Summit three peaks of the Swannanoa Rim



The Swannanoa Valley Museum & History Center’s volunteer leaders will take hikers across the Pinnacle of the Blue Ridge from Toe River Gap to the summit of Greybeard on Saturday, May 20.

The hike, the fifth in the museum's popular Swannanoa Valley Rim Series series, will begin near the entrance to Mt. Mitchell State Park. Hikers will climb to an elevation of 5,665 feet while summiting Blue Ridge Pinnacle. From the peak, hikers will have an impressive, almost 360-degree view of the surrounding mountains, including Mt. Mitchell, Clingman’s Peak and Potato Knob.

The brilliant fuschia of rhododendron should be blooming from many of the peaks of the museum's hike on May 20.

Just below Pinnacle lies the North Fork Valley. The area was once home to a thriving community until the city of Asheville acquired the land for its watershed. North Fork, known as such because it lies across the North Fork of the Swannanoa River, was one of the earliest areas settled in Black Mountain. The closed watershed is off-limits to the public, but wonderful views of the pristine wilderness can be had from the Blue Ridge Parkway.

Though the displacement of North Fork families from their homes, well documented by Fred M. Burnett in his 1960 book "This Was My Valley," was controversial at best, the designation of the area as a reservoir has ensured a secure and clean water source for residents around the region.

Dataset rows.
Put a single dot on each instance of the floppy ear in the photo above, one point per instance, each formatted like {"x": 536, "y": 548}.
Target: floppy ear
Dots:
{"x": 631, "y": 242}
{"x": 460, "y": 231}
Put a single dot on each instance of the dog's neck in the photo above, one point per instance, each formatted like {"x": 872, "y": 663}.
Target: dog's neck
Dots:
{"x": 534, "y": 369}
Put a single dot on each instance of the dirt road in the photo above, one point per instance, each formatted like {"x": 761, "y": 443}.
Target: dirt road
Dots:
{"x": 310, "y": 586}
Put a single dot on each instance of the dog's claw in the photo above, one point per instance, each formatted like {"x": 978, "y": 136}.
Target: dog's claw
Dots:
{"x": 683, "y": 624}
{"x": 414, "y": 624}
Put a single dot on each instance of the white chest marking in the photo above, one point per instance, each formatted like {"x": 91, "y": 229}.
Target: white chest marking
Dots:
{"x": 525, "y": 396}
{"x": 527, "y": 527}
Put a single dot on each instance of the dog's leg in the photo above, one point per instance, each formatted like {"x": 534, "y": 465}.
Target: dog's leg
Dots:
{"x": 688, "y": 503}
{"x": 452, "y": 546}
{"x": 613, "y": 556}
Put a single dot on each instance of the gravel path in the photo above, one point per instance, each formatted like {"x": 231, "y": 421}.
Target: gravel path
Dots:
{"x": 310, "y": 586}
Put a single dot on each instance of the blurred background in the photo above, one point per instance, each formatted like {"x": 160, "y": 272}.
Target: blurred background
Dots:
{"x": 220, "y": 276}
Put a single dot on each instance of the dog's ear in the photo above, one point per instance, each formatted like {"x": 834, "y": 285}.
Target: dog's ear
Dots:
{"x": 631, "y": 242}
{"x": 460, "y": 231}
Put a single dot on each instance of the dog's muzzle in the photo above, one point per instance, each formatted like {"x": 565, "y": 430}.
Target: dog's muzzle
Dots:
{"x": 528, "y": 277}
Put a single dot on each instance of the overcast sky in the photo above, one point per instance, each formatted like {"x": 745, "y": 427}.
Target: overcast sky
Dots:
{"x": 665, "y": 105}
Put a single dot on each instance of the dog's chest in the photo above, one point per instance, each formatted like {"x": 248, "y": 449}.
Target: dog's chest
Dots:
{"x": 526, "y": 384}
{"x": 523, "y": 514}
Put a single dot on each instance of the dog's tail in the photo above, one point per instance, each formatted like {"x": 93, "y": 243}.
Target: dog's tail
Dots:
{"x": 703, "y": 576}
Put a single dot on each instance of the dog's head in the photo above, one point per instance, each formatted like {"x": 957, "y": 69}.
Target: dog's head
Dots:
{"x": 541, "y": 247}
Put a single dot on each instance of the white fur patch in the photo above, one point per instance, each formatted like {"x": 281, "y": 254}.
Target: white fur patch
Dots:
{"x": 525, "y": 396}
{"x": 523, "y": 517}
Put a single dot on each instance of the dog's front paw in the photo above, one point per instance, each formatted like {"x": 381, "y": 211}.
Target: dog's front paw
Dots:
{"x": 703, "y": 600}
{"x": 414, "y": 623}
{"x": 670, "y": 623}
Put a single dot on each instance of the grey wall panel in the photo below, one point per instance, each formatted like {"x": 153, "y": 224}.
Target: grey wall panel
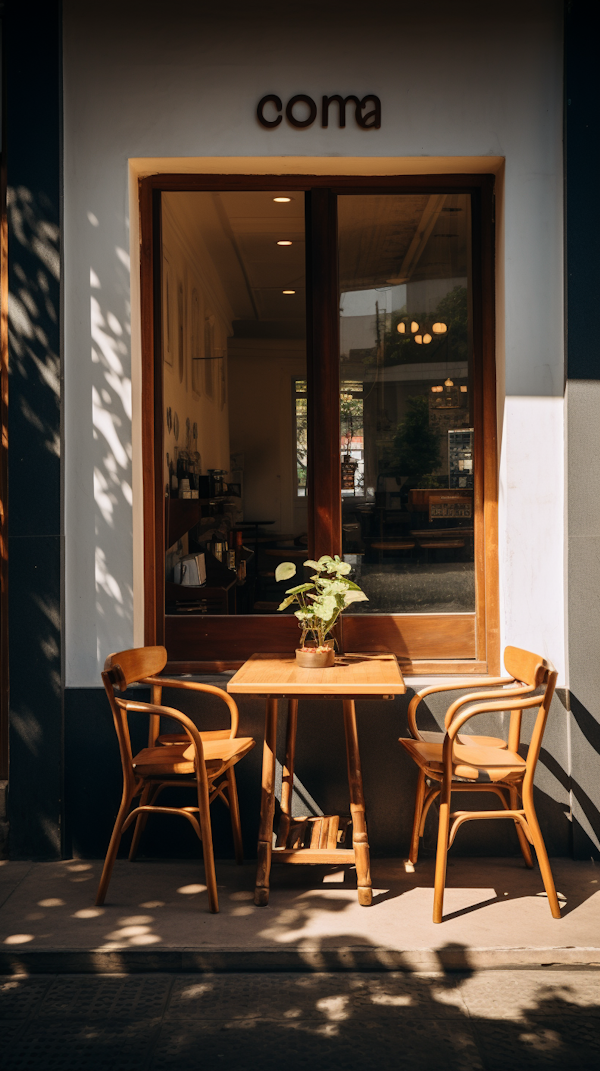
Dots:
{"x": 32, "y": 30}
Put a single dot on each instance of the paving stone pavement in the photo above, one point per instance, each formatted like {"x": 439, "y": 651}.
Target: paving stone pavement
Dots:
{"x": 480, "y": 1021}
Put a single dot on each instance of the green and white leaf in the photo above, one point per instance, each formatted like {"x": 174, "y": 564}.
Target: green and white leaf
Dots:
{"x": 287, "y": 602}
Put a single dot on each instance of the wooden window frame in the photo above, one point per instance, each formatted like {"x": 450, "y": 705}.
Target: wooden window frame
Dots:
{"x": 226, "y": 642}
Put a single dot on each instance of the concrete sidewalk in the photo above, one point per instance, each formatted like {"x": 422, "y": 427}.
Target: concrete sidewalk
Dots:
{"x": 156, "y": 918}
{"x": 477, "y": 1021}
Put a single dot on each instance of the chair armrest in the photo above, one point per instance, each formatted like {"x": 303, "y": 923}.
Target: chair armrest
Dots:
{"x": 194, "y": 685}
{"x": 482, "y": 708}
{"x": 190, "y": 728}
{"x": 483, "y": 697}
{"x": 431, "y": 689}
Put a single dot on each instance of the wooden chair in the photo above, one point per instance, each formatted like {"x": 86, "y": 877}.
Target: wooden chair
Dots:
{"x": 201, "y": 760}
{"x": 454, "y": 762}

What this task involves. Name the mountains that the hike announcement says hikers will see from the peak of Blue Ridge Pinnacle.

Full answer. Mt. Mitchell, Clingman’s Peak and Potato Knob.